- _Directions for this task_:
Write out the whole listing exactly as it stands.

++++ Record extracts ++++

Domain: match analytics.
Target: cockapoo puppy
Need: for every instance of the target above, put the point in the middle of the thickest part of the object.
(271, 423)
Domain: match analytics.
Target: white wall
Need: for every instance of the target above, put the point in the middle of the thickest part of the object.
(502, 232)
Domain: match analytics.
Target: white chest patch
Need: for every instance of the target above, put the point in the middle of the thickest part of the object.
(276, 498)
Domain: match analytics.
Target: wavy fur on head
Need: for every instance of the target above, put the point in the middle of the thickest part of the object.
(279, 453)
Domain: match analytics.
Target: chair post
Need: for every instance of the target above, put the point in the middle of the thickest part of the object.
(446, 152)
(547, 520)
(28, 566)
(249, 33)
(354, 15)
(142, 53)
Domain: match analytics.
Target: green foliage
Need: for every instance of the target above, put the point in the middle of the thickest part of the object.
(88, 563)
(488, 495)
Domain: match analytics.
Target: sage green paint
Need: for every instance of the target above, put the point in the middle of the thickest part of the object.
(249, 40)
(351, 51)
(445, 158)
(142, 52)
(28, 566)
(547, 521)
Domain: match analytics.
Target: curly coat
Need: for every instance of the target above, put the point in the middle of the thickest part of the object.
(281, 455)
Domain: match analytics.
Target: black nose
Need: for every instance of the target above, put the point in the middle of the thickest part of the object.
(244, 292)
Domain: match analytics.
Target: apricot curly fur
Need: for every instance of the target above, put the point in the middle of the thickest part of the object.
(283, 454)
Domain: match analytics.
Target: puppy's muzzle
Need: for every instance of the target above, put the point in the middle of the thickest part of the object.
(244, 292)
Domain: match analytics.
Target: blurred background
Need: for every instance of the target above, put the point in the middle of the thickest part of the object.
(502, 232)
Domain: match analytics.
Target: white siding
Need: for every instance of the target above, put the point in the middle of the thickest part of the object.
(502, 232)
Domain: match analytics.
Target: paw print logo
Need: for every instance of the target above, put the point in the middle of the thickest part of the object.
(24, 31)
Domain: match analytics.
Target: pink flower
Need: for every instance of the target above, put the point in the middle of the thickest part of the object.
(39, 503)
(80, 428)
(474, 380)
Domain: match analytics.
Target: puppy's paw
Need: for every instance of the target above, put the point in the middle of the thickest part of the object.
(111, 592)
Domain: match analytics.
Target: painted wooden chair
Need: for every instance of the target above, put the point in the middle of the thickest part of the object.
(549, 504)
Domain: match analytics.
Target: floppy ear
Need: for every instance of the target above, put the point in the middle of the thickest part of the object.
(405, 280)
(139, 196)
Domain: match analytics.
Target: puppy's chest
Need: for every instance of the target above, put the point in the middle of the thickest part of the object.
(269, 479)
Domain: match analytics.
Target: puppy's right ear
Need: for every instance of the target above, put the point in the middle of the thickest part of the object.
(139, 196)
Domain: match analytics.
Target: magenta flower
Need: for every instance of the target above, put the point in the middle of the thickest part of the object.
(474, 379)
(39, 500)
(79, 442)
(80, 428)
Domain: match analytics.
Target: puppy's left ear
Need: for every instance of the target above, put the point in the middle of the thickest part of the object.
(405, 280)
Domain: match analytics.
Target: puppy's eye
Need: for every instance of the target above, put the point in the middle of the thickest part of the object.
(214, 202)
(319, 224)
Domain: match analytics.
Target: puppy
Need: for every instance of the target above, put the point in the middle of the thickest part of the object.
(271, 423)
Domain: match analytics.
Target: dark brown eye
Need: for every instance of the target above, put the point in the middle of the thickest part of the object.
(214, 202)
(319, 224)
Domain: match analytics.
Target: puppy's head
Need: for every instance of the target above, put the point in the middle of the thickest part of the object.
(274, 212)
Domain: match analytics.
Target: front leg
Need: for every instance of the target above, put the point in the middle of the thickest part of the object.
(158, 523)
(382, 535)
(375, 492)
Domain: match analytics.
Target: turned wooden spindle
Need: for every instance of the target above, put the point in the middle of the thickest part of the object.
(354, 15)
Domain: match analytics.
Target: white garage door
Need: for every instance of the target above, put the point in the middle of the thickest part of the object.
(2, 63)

++++

- _Answer in full_:
Domain: match analytics.
Target: cockapoo puppy
Need: for every instance of the target above, put the point in the middle of the thickest part of the object.
(271, 423)
Domain: match analytics.
Target: white wall
Need: for every instance of the target above, put the point in the middle of the thickest part of the object.
(502, 232)
Domain: match analytics.
Target: white chest patch
Need: for every instance of the target above, put the point in the middle of the thickest part of the object.
(276, 498)
Domain: match analytics.
Target: wavy fur on head
Need: for every instance of the target above, put the point in the middle of the thickest part of the object.
(279, 453)
Domain: match analytics.
Target: chair post
Need: for every instance of the target above, put the point in the middle of the thickest part of the object.
(446, 152)
(547, 520)
(28, 566)
(249, 33)
(354, 15)
(142, 53)
Domain: match analytics.
Target: green foliage
Need: for every instance of the target above, put the point in the middle of the thickest part of the object.
(88, 563)
(488, 495)
Domain: match analytics.
Target: sage green paint
Need: for every instance of the target above, put the point in the middle of the thickest part of the object.
(249, 40)
(351, 51)
(445, 158)
(142, 52)
(28, 566)
(547, 521)
Domain: match analytics.
Target: curly coat
Need: for every instance of the target above, put the point in the middle of the thickest part of the object.
(281, 455)
Domain: match analytics.
Target: black nose
Need: for every instance of the target above, put the point in the middle of the thickest part of the object.
(244, 292)
Domain: match analytics.
Target: apricot curly fur
Need: for every instance of the target above, put the point in the middle of the thickest part of the object.
(283, 454)
Domain: match analytics.
Target: puppy's muzzle
Need: for every instance of the target above, put the point in the middle of the thickest part of the object.
(244, 292)
Domain: match analytics.
Target: blurred background
Need: for every instance of the target above, put the point in the middle of the thickest part of the object.
(502, 232)
Domain: match analytics.
Target: white siding
Need: for every instance of the target above, put the point in the middle of the thickest part of the object.
(502, 232)
Domain: match analytics.
Target: paw print logo
Need: for every instance of the target above, put the point in the middle of the thickest part of the object.
(24, 31)
Domain: match analytics.
Target: pink flower
Need: for every instance of the target above, put the point in the middle of the thickest part of the object.
(39, 503)
(80, 428)
(474, 380)
Domain: match analytics.
Target: puppy's paw
Need: for every instance of the target above, put the point in the middle of the thickest part of the object.
(111, 592)
Domain: match analytics.
Target: painted wooden chair
Need: for every instance of the target above, put the point in the middle of the thickest part of the object.
(549, 504)
Domain: match analytics.
Target: floppy ear
Need: for every instance of the target above, put the point in the middle of the thickest part of the object.
(405, 280)
(139, 196)
Domain: match analytics.
Target: puppy's chest
Need: for every instance of the target above, put the point in the middle of the thickest part of the object.
(269, 479)
Domain: match analytics.
Target: puppy's right ear
Need: for every instance of the target above, put the point in the middle of the thickest part of the object.
(139, 196)
Domain: match analytics.
Target: magenta flower
Need: for every instance of the target above, put the point in the middle of the thickest part of the object.
(474, 379)
(39, 500)
(79, 442)
(80, 428)
Domain: match analytics.
Target: puppy's left ear
Need: for every instance of the target above, put the point in the middle of the thickest part of the object.
(405, 280)
Domain: match analytics.
Target: puppy's eye
Need: for every instance of the target above, put the point in the middle of the thickest part of the object.
(214, 202)
(319, 224)
Domain: match analytics.
Target: puppy
Need: for every instance of the target above, put the point in the middle of the thickest part of the object.
(271, 423)
Domain: match analytics.
Target: dark brown eye
Need: for every instance of the target above, put the point in the middle of the thickest part of the object.
(214, 202)
(319, 224)
Domain: match analytics.
Target: puppy's head
Need: for every instance of the target above, put the point in the middle of the thickest part of the object.
(274, 212)
Domain: match analytics.
Target: front leg
Need: for every instance of the target above, put the point in the middle of the thickest part of the object.
(158, 523)
(382, 535)
(375, 492)
Domain: match analytics.
Target: turned wooden spindle
Need: for every instance of the target above, put the point in the middle of the thickest part of the object.
(354, 15)
Domain: match analytics.
Target: white garage door
Need: for every instance of the target above, put the point in the middle of the thickest part of the object.
(2, 63)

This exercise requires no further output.